--- Given problem ---
Render all of the entries below as a numbered list, one line per item, and omit any blank lines.

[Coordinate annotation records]
---
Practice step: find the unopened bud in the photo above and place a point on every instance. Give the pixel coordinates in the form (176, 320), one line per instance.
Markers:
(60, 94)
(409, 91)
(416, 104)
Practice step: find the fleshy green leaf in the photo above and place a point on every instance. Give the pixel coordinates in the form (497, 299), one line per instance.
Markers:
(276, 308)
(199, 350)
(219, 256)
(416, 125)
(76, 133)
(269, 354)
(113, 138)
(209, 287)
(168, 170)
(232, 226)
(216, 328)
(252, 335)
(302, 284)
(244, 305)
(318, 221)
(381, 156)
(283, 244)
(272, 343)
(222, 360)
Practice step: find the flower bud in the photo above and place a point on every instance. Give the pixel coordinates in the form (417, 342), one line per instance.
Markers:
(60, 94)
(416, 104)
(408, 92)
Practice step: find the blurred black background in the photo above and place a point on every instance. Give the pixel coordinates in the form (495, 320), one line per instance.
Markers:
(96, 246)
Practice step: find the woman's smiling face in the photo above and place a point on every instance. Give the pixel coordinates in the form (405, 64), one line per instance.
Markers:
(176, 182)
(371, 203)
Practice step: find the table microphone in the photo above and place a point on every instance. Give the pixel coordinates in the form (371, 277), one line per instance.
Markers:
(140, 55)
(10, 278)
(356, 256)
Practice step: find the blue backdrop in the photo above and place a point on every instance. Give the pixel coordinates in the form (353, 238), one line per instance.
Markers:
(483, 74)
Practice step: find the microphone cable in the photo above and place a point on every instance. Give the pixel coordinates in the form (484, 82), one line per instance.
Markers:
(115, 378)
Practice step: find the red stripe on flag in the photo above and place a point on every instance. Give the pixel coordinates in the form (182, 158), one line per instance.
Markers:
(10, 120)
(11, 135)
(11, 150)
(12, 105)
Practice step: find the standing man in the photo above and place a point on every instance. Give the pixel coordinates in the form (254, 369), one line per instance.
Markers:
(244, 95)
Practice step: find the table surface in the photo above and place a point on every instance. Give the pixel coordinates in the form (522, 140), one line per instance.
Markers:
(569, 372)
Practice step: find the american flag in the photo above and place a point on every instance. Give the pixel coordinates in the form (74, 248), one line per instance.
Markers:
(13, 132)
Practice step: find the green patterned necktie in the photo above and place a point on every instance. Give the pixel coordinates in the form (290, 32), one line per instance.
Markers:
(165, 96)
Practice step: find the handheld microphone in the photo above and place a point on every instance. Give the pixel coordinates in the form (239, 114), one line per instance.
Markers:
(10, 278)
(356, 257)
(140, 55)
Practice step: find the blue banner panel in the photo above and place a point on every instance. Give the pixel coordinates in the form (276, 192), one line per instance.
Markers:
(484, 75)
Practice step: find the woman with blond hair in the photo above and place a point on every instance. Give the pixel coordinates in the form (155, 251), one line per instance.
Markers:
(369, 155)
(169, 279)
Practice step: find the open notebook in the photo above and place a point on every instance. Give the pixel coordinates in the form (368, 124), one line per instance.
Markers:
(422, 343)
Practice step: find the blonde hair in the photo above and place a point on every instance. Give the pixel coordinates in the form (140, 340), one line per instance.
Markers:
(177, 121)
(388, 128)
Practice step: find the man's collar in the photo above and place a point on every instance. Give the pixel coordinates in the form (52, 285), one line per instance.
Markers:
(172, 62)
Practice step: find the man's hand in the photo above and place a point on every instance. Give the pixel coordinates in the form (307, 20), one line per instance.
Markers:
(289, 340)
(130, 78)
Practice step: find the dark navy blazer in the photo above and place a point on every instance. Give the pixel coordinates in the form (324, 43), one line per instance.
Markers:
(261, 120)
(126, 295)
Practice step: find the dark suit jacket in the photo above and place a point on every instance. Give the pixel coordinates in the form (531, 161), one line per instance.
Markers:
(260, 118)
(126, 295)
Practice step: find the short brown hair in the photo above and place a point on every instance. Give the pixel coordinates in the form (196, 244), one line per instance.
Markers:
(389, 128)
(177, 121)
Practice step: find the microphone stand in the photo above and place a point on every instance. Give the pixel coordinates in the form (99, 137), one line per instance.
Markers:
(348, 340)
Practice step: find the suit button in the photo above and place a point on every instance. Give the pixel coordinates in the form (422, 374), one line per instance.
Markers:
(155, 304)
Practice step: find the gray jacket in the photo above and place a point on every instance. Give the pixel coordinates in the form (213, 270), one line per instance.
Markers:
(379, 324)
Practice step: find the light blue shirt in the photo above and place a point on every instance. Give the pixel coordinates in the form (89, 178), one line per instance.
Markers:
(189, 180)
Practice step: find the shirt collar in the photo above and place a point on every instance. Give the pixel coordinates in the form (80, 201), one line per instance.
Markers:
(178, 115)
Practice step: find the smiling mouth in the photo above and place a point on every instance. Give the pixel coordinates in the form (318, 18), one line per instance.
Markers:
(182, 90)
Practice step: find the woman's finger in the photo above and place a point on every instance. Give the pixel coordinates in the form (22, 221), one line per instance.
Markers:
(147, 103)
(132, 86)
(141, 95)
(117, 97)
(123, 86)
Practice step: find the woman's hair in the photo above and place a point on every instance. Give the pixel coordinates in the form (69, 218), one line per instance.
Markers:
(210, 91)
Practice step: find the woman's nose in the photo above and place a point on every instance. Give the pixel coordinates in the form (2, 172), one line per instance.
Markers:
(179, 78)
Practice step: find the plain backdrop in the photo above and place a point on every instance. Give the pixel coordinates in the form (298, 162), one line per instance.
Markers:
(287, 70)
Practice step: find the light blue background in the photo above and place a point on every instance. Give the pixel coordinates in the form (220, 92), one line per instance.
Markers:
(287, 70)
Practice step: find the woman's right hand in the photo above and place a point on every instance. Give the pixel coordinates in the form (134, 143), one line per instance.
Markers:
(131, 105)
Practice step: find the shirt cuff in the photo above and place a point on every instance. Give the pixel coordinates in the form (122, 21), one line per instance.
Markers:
---
--- Result for this task ---
1. Practice step: find the unopened bud in the photo above and place a point on every instance. Give the pixel coordinates in the form (176, 320), one line per instance.
2. Markers:
3. (60, 94)
4. (409, 91)
5. (416, 104)
6. Practice step: find the fleshy green leaf in the photo above and place a point on every instance. Give the pixel coordinates in the form (497, 299), one line per instance.
7. Markers:
8. (276, 308)
9. (199, 350)
10. (219, 256)
11. (416, 125)
12. (76, 133)
13. (269, 354)
14. (113, 138)
15. (209, 287)
16. (168, 170)
17. (232, 226)
18. (216, 328)
19. (252, 335)
20. (302, 284)
21. (244, 305)
22. (318, 221)
23. (381, 156)
24. (283, 244)
25. (272, 343)
26. (222, 360)
27. Practice step: find the flower bud in the photo above and place a point on every instance. Give the pixel coordinates in the form (417, 342), one line per instance.
28. Markers:
29. (60, 94)
30. (416, 104)
31. (408, 92)
32. Practice step: find the blurred black background in the photo above and place a point on every instance. Give the pixel coordinates in the form (495, 320), one line per instance.
33. Markers:
34. (96, 246)
35. Practice step: find the woman's smiling face in the photo above and place a point on every instance. Give the pixel coordinates in the form (405, 64), one line per instance.
36. Markers:
37. (176, 182)
38. (371, 203)
39. Practice step: find the table microphone in the photo above and place a point on every instance. Give the pixel coordinates in the form (371, 277), one line per instance.
40. Markers:
41. (140, 55)
42. (10, 278)
43. (356, 256)
44. Practice step: find the blue backdrop in the photo above and place a point on every instance. Give the pixel coordinates in the form (353, 238), one line per instance.
45. Markers:
46. (483, 74)
47. Practice step: find the microphone cable in the photo above and place a point on every instance. Give the pixel coordinates in the form (484, 82), one line per instance.
48. Markers:
49. (115, 378)
50. Practice step: find the red stripe on flag in the photo above and place a point on every instance. Give the pixel coordinates in the form (182, 158), one line per instance.
51. Markers:
52. (10, 120)
53. (11, 135)
54. (11, 150)
55. (12, 105)
56. Practice step: find the standing man in the photo above and place a point on every instance. Give the pixel coordinates in the form (254, 369), one line per instance.
57. Markers:
58. (244, 95)
59. Practice step: find the table surface in the photo above and place a point on every instance. Give the pixel coordinates in the form (522, 140), one line per instance.
60. Markers:
61. (569, 372)
62. Practice step: find the american flag in the photo above and place a point on every instance. Give the pixel coordinates in the form (74, 248), one line per instance.
63. Markers:
64. (13, 132)
65. Practice step: find the green patterned necktie in the photo above and place a point on every instance. Give the pixel coordinates in the form (290, 32), one line per instance.
66. Markers:
67. (165, 96)
68. Practice step: find the handheld microphone in the photo above and place a point on every instance. Give the pixel coordinates in the form (239, 114), one line per instance.
69. Markers:
70. (10, 278)
71. (356, 257)
72. (140, 55)
73. Practice step: find the blue banner panel in the photo above and place a point on every instance. Give the pixel coordinates in the form (276, 192), one line per instance.
74. Markers:
75. (484, 75)
76. Practice step: find the woman with blond hair in the photo above and place a point on every instance. Give the pixel coordinates in the form (155, 251), one line per instance.
77. Markers:
78. (369, 155)
79. (169, 279)
80. Practice step: find the open notebook in the photo above and place a point on every instance. Give the pixel coordinates in the form (368, 124), one line per instance.
81. Markers:
82. (422, 343)
83. Practice step: find the blonde hair in the photo above and place a point on every instance. Give the pixel coordinates in the form (140, 340), one line per instance.
84. Markers:
85. (177, 121)
86. (388, 128)
87. Practice step: find the man's collar in the photo above and place a point on every instance. Give the pixel coordinates in the form (52, 285), one line per instance.
88. Markers:
89. (172, 62)
90. Practice step: find the man's hand in the photo above and place a point on every instance. Give the pixel coordinates in the form (307, 20), one line per instance.
91. Markers:
92. (289, 340)
93. (130, 78)
94. Practice step: find the dark navy blazer in the photo above and place a point on every instance. Give the pixel coordinates in the form (324, 43), one line per instance.
95. Markers:
96. (261, 120)
97. (126, 295)
98. Practice step: find the dark suit jacket in the photo above and place a point on every instance. Give the pixel coordinates in the form (531, 161), one line per instance.
99. Markers:
100. (260, 118)
101. (126, 295)
102. Practice step: find the short brown hair in the photo above and place a point on every instance. Give the pixel coordinates in the form (196, 244), one line per instance.
103. Markers:
104. (389, 128)
105. (177, 121)
106. Practice step: find the microphone stand in the photo above and place a point on every instance. Give the pixel coordinates in the form (99, 137), one line per instance.
107. Markers:
108. (348, 340)
109. Practice step: find the suit button in the photo above and place a point on every instance. Give the pixel coordinates in the form (422, 374), one line per instance.
110. Markers:
111. (155, 304)
112. Practice step: find the gray jacket in the photo above and place a point on every instance. Give the pixel coordinates in the form (213, 270), one line per instance.
113. Markers:
114. (379, 324)
115. Practice step: find the light blue shirt in the photo above and place a point on every instance. Give the pixel coordinates in the form (89, 178), one line per instance.
116. Markers:
117. (189, 180)
118. Practice step: find the shirt collar in the photo above and place a point on every instance. Give the pixel coordinates in the form (80, 201), one line per instance.
119. Markers:
120. (178, 115)
121. Practice step: find the smiling mouth in the photo above and place a point on every instance. Give the pixel coordinates in the form (318, 18), one line per instance.
122. Markers:
123. (182, 90)
124. Practice step: find the woman's finger in the photo above and place a point on every instance. Give the pixel coordinates in the form (22, 221), one line per instance.
125. Markers:
126. (147, 103)
127. (132, 86)
128. (141, 95)
129. (117, 97)
130. (123, 86)
131. Practice step: find the woman's hair in the photo above and place a point on every instance. Give the pixel coordinates in the form (69, 218), one line per instance.
132. Markers:
133. (210, 91)
134. Practice step: find the woman's nose in the photo above and place a point on every instance. Give the pixel coordinates in the form (2, 172), one line per instance.
135. Markers:
136. (179, 78)
137. Practice step: find the plain backdrop in the photo above and place a point on every instance. Give the pixel coordinates in the form (298, 162), one line per instance.
138. Markers:
139. (287, 70)
140. Practice step: find the light blue background in the photo above and place a point on every instance. Give the pixel coordinates in the form (220, 92), one line per instance.
141. Markers:
142. (287, 70)
143. Practice step: find the woman's right hand in the photo above and place a point on every instance. Give the pixel coordinates in the form (134, 143), one line per instance.
144. Markers:
145. (131, 105)
146. Practice step: find the shirt cuff in the photo above and place a point on every instance. Give the pixel coordinates in the form (122, 21), one line per instance.
147. Markers:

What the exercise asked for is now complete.